● Record excerpts:
-- BEGIN --

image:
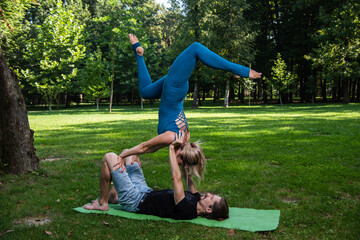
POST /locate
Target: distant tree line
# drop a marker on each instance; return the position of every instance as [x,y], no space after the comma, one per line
[67,51]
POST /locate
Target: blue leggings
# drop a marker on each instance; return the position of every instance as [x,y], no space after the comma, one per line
[173,87]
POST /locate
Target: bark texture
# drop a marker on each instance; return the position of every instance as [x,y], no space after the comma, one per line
[17,151]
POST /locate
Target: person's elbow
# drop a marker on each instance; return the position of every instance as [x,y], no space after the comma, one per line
[176,179]
[143,148]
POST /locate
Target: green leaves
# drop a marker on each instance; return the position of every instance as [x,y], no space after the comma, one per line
[58,49]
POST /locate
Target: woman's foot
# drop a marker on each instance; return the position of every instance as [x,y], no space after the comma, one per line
[95,205]
[133,39]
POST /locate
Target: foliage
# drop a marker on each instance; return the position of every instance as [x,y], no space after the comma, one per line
[95,77]
[300,159]
[57,47]
[338,51]
[11,16]
[281,78]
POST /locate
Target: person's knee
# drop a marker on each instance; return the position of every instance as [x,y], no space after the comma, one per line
[195,44]
[109,156]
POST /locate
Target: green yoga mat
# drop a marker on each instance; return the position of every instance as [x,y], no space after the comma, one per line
[239,218]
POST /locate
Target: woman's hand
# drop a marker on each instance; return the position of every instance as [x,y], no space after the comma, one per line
[254,75]
[120,164]
[179,139]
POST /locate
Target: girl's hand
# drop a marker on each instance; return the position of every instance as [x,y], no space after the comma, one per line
[120,164]
[179,139]
[135,159]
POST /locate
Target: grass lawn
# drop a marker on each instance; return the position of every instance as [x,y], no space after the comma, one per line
[301,159]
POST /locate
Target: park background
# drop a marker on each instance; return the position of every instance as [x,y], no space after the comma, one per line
[68,52]
[289,141]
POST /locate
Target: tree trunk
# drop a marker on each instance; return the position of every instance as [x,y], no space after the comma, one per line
[17,151]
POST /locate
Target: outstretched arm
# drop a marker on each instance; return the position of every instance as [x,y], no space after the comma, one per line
[152,145]
[190,185]
[179,193]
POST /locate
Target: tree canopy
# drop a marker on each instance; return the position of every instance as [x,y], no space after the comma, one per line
[56,45]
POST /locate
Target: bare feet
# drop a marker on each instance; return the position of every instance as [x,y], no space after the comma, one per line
[253,74]
[133,39]
[95,205]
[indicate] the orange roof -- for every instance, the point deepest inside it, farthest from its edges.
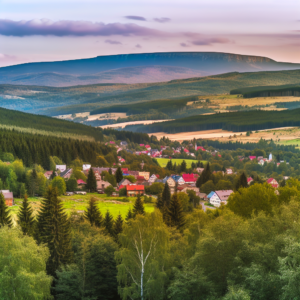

-- END --

● Stated goal:
Which lines of the material contain the word "tree", matching case exactly? Pick out each of those lines and copy it.

● Reply to the task:
Target: distant tree line
Target: tree trunk
Target: tree canopy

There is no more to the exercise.